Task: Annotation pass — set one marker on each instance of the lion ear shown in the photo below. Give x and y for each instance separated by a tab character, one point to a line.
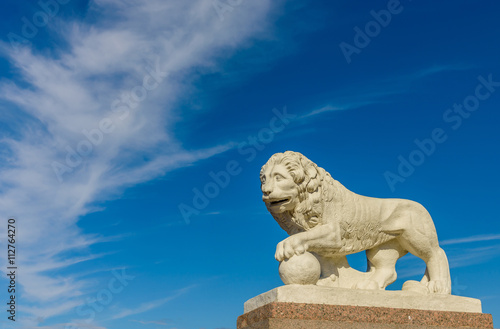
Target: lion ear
312	173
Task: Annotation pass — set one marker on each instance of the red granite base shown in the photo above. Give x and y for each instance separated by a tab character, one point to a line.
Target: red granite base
317	316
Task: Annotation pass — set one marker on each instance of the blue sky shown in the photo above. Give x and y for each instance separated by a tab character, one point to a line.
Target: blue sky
116	116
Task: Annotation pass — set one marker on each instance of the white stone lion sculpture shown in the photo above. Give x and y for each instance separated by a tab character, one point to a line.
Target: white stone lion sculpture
326	219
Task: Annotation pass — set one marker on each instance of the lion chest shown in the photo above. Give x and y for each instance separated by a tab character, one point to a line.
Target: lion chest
360	224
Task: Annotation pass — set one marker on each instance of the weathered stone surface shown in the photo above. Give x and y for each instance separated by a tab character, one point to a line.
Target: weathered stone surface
312	294
315	316
324	218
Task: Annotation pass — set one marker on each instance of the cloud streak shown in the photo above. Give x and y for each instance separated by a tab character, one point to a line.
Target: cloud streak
56	97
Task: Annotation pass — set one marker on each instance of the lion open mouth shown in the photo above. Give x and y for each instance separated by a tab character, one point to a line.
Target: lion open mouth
278	202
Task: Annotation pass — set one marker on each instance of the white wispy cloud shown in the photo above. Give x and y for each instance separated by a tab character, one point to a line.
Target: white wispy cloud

....................

= What needs to be done =
The lines to return are those in the entries above that hold "wispy".

= Expected answer =
Task: Annotation pass — set one marker on each instance of the white wispy cloud shown in the photo above. Give x and y for each instance separated by a tab character, one point to a line.
Target: white wispy cloud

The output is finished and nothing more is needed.